Exercise brief: The required output is the line that contains "Point out every instance of the stone bridge" plus every line after it in the listing below, copied exactly as it appears.

Material for the task:

::::::::

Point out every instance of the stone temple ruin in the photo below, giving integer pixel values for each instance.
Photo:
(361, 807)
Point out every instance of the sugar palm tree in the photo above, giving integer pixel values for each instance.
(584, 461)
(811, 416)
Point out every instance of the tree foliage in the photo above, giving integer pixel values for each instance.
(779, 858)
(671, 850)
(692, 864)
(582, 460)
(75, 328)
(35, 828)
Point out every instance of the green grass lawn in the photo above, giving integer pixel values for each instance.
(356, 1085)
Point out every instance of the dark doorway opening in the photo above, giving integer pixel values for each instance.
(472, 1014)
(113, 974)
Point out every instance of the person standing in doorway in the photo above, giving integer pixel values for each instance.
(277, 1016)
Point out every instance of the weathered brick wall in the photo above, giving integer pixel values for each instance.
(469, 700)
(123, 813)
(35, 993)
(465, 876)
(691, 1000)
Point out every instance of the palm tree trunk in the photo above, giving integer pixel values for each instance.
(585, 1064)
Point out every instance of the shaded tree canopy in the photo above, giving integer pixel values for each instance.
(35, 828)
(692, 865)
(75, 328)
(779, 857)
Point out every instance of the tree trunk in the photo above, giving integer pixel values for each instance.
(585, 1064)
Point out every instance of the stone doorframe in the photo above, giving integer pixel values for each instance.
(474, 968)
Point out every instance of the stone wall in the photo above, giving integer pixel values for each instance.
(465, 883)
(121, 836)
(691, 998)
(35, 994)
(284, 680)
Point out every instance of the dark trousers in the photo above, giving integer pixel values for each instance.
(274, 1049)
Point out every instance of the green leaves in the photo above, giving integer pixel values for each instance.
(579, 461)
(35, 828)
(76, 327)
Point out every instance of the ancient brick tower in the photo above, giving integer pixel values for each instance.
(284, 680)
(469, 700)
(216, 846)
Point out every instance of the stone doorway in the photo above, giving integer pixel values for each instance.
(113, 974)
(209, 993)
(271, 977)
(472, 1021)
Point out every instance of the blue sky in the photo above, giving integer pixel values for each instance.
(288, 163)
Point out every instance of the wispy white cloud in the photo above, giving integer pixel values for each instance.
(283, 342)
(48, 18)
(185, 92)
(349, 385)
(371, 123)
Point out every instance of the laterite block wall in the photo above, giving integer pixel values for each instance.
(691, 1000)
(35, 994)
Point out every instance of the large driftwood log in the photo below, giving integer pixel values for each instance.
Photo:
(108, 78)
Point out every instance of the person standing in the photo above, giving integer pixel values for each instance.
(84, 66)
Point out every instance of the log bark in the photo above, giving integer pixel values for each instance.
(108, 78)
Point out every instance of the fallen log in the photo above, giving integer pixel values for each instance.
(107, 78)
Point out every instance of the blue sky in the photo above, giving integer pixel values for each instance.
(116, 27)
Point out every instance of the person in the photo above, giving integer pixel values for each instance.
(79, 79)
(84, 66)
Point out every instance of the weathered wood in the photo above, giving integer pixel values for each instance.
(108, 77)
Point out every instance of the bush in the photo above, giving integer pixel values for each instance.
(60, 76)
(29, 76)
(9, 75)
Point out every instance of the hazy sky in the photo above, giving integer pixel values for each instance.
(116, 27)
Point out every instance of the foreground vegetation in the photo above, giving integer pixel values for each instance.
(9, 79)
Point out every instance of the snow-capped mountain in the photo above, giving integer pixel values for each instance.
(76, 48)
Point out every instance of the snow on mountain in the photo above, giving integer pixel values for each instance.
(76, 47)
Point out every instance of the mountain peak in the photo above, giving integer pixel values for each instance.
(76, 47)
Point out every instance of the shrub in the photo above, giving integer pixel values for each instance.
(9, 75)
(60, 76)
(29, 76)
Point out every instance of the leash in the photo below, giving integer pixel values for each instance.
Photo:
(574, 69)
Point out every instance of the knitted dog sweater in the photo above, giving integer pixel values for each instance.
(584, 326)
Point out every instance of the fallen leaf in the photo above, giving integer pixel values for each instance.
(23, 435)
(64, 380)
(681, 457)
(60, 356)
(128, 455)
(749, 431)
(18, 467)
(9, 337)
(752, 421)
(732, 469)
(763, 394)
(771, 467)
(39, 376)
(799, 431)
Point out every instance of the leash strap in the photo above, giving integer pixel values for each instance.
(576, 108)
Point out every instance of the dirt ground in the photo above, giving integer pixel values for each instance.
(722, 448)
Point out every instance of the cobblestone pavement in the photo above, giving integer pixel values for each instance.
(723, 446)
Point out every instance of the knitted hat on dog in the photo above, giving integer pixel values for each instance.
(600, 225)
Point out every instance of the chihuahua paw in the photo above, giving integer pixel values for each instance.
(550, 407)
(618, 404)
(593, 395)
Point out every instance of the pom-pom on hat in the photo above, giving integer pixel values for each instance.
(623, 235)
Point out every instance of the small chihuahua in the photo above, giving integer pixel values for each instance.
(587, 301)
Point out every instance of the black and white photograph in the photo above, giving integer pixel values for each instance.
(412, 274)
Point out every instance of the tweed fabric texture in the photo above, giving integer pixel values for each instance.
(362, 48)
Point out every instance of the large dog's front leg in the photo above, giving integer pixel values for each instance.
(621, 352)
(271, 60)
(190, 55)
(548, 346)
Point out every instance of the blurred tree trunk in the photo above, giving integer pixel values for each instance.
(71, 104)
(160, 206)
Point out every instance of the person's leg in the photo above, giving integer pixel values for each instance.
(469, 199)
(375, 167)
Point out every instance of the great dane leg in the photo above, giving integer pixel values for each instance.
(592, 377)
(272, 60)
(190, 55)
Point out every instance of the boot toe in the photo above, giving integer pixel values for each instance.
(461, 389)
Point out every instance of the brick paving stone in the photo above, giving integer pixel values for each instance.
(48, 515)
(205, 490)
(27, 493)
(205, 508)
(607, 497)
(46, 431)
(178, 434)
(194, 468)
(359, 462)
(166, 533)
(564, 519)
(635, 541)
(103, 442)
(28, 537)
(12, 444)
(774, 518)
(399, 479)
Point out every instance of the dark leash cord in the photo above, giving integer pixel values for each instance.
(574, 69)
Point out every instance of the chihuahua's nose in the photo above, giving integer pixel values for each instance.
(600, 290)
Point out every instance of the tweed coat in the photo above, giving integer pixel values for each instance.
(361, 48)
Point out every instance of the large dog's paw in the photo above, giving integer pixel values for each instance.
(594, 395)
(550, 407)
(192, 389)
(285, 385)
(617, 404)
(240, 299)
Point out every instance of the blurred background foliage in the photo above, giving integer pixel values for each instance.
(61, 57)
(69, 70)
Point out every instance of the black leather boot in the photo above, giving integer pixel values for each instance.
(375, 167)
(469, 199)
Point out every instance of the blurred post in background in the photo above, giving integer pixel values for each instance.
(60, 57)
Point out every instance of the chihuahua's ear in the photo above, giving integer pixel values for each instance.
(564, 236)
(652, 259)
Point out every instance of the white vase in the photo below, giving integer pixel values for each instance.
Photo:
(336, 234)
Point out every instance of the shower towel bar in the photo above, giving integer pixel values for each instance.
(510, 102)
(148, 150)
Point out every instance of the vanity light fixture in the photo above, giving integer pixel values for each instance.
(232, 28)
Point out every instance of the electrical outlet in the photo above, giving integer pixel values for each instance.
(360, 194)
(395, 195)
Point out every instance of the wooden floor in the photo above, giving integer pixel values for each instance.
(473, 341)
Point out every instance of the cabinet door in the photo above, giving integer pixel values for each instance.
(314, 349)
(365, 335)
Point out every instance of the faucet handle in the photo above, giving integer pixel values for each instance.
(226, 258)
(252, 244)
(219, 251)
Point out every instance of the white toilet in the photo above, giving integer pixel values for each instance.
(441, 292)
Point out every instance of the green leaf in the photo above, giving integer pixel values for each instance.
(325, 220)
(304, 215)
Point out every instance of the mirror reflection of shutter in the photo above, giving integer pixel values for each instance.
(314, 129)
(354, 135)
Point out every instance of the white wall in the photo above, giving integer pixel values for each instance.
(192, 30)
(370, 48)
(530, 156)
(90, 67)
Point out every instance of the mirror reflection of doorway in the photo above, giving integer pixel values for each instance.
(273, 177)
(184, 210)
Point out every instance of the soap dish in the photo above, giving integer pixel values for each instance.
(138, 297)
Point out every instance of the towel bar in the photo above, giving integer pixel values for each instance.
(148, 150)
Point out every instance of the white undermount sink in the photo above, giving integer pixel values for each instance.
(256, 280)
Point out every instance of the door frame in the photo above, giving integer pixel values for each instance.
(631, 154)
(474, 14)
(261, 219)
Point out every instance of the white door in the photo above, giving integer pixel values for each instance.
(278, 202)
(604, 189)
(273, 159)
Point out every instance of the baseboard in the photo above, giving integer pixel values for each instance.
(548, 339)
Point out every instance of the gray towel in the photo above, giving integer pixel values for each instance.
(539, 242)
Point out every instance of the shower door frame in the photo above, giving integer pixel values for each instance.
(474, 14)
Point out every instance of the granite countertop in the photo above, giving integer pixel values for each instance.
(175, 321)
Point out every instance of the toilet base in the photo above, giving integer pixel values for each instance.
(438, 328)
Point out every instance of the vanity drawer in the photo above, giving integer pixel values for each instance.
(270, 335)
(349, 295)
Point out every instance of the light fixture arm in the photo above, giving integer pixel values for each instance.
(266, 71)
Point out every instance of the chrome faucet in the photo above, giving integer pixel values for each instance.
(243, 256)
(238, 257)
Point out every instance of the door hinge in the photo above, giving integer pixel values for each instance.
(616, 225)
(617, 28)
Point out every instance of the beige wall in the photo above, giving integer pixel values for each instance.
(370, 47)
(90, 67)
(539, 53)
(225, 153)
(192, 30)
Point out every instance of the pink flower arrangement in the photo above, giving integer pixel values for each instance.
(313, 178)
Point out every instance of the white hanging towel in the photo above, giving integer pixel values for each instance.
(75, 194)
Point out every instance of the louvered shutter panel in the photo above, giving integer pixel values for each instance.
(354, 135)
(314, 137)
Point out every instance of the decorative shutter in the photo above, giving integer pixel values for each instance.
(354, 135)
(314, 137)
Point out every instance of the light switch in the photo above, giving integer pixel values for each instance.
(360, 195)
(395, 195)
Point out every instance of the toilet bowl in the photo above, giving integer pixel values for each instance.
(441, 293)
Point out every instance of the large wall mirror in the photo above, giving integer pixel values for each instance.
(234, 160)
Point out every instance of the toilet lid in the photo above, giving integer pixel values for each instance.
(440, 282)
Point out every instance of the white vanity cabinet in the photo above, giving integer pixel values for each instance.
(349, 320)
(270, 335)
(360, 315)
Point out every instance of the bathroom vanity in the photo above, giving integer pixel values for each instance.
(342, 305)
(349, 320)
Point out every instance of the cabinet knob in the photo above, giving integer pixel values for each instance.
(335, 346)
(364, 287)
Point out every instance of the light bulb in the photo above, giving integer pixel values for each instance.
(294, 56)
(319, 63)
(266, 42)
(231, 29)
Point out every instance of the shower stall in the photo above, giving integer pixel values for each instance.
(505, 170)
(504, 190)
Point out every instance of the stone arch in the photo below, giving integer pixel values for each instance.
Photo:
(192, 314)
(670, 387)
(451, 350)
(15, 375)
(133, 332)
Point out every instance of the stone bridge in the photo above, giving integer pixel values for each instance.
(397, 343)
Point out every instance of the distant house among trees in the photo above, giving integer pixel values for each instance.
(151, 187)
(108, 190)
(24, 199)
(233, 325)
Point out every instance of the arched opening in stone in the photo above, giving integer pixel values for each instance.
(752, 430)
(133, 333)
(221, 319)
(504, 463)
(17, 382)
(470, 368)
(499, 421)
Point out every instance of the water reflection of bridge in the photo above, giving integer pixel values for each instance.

::::::::

Exercise solution:
Point out every instance of the stone bridge in the photo above, giving integer pixel values for each instance.
(397, 343)
Point out every instance of the distant house among trees in the photo above, giving integer pixel values for each instance.
(151, 187)
(108, 190)
(24, 199)
(233, 325)
Point out every instance of the arched opening in stone in the photo above, giving integer pixel values for each instance.
(752, 430)
(133, 333)
(221, 319)
(504, 463)
(17, 382)
(470, 368)
(499, 421)
Point out every instance of the water reflection of bridge in the photo above, giving integer pixel values for each instance.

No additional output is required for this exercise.